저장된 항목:
◇ ◇ ◇
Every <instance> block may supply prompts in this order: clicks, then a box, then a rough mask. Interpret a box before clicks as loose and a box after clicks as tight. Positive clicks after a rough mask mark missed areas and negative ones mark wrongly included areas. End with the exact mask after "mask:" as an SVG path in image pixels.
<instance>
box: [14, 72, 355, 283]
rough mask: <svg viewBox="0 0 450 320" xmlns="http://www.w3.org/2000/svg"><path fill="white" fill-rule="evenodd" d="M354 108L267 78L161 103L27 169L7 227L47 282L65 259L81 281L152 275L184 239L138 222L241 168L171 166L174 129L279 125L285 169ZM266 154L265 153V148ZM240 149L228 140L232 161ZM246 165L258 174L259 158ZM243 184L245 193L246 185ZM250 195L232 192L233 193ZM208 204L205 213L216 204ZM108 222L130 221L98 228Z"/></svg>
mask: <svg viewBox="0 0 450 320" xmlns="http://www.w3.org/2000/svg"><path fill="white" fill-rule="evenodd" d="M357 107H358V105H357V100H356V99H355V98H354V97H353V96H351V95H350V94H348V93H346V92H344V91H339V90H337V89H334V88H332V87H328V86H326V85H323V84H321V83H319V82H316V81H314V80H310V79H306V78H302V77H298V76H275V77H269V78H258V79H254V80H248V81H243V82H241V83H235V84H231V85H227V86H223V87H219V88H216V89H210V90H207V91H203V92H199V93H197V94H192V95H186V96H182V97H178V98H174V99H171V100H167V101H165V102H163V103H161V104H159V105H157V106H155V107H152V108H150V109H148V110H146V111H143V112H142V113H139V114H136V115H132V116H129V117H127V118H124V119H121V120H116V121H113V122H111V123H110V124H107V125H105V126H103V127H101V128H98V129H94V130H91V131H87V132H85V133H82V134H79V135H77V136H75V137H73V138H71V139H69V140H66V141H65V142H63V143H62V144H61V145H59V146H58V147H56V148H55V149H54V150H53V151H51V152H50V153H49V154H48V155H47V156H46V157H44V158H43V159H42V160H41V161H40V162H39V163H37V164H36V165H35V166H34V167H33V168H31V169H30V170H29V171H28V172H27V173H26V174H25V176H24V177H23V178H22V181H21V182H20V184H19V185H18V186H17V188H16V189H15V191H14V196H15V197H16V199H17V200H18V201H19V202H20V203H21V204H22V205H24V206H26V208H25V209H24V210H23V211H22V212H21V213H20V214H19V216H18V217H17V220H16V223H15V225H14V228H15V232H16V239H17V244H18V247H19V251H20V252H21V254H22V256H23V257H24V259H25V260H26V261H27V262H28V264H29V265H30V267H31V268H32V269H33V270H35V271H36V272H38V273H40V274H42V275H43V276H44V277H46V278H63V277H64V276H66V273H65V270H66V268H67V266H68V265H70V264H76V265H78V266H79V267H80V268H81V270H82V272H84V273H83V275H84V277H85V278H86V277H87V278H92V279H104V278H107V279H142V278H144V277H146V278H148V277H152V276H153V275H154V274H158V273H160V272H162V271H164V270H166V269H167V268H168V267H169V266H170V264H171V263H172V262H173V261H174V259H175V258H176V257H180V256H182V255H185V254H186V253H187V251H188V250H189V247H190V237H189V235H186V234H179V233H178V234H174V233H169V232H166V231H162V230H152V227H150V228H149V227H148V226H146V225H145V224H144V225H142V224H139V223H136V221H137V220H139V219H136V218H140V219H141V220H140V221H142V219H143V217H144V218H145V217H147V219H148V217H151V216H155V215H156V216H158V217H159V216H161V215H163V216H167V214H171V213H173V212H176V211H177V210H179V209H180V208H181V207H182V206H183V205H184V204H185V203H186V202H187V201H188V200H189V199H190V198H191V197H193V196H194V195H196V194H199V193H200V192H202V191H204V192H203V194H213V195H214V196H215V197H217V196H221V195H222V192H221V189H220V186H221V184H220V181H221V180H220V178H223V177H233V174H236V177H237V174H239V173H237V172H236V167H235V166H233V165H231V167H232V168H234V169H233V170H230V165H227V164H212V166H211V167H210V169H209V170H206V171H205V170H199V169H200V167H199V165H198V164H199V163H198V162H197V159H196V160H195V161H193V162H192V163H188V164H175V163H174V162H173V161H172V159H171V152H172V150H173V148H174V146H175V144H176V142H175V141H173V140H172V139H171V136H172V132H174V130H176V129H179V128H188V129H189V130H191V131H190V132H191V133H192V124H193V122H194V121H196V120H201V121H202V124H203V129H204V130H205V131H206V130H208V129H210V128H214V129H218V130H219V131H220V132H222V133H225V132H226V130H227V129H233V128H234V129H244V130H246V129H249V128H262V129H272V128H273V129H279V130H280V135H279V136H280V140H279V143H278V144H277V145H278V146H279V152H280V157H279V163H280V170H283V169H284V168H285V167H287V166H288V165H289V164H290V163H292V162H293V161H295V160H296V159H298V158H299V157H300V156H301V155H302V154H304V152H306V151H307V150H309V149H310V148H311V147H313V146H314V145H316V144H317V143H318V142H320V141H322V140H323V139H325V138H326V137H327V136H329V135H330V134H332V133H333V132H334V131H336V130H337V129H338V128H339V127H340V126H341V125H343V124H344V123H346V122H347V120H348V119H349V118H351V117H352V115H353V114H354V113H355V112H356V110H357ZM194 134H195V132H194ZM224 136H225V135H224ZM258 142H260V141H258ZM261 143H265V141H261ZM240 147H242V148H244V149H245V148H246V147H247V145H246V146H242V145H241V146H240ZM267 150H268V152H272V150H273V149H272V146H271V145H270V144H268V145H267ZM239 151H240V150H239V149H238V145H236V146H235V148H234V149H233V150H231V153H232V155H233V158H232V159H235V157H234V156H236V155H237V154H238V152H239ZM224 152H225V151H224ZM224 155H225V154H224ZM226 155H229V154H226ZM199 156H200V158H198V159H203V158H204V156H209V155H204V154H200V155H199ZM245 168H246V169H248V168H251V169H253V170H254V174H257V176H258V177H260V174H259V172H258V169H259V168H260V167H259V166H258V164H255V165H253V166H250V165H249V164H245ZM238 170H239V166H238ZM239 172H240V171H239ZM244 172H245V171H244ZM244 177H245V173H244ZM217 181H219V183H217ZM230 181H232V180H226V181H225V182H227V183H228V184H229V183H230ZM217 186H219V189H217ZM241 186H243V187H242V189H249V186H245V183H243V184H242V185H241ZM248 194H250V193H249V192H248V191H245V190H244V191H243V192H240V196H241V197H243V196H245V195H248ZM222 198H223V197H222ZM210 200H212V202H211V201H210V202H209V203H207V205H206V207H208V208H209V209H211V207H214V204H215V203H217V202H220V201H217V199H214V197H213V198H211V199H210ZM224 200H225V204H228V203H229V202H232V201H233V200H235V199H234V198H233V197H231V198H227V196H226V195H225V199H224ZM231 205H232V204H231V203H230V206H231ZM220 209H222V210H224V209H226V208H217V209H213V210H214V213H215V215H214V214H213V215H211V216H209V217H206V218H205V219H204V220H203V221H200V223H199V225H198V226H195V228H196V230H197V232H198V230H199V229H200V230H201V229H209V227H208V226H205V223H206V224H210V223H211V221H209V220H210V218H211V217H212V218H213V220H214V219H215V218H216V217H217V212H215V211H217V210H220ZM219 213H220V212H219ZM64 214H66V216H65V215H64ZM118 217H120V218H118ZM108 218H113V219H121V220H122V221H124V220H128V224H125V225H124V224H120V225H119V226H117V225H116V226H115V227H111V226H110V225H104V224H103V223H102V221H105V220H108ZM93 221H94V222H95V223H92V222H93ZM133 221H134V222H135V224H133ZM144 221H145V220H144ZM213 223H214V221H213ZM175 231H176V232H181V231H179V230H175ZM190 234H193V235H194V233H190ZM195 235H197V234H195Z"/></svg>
◇ ◇ ◇
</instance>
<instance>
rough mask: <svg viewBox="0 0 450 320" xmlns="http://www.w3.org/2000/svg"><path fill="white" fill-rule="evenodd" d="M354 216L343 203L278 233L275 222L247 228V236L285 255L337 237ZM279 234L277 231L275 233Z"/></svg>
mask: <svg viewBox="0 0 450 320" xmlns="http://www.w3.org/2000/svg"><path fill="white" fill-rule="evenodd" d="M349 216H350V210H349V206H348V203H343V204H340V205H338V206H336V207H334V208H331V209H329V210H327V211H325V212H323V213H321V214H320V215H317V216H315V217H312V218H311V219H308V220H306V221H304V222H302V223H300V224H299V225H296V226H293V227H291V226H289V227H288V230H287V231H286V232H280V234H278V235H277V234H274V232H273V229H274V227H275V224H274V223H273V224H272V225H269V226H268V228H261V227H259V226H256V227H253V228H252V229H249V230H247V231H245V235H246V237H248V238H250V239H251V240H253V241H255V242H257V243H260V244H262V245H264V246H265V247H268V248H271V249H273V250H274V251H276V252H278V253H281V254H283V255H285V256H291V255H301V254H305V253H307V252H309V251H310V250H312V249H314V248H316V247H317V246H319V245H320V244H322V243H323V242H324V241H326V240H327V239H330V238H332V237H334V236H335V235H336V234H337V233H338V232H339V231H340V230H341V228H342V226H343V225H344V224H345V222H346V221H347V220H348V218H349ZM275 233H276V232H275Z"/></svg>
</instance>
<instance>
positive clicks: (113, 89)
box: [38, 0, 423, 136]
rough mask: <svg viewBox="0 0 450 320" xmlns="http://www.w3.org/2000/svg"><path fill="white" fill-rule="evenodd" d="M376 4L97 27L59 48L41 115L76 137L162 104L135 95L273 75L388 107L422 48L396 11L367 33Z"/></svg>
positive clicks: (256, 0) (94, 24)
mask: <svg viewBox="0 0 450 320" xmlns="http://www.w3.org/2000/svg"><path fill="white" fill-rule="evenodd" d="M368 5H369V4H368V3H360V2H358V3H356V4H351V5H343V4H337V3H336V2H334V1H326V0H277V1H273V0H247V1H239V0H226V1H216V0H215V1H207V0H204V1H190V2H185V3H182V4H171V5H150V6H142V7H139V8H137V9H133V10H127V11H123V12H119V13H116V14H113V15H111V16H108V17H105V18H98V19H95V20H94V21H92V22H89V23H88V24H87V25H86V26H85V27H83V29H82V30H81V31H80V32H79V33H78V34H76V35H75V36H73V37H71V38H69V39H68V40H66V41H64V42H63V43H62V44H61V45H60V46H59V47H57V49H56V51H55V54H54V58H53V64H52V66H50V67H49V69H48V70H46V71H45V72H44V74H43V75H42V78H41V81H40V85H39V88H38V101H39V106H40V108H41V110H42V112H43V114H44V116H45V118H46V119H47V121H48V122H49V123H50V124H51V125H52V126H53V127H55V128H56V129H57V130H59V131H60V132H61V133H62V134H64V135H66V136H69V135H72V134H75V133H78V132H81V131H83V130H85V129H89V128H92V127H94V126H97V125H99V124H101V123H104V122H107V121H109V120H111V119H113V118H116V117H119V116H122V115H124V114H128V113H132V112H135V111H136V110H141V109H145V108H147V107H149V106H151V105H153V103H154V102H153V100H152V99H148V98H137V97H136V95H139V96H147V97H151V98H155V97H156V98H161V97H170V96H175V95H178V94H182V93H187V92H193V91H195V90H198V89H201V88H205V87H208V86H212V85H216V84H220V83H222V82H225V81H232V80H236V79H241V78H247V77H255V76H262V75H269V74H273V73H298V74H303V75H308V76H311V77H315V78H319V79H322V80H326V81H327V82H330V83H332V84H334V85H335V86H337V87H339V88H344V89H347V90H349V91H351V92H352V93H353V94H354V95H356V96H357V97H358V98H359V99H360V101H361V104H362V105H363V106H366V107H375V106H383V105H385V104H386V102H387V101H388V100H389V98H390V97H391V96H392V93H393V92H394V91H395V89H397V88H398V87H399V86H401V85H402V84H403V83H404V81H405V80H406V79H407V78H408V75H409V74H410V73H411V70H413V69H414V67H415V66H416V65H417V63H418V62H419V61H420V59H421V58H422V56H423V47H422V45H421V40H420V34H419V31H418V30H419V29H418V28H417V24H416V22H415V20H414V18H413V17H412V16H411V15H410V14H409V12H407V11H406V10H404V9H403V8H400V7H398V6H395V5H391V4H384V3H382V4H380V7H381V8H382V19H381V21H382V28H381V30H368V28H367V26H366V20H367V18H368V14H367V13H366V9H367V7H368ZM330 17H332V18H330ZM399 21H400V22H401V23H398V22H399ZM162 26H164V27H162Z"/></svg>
◇ ◇ ◇
**필요한 작업:**
위 항목에서 "4L97 27L59 48L41" 문구가 들어 있는 줄부터 "positive clicks: (256, 0) (94, 24)" 문구가 들어 있는 줄까지, 양 끝 줄을 포함해 한 글자도 바꾸지 말고 그대로 돌려주세요.

**작성된 풀이:**
rough mask: <svg viewBox="0 0 450 320" xmlns="http://www.w3.org/2000/svg"><path fill="white" fill-rule="evenodd" d="M376 4L97 27L59 48L41 115L76 137L162 104L135 95L273 75L388 107L422 48L396 11L367 33Z"/></svg>
positive clicks: (256, 0) (94, 24)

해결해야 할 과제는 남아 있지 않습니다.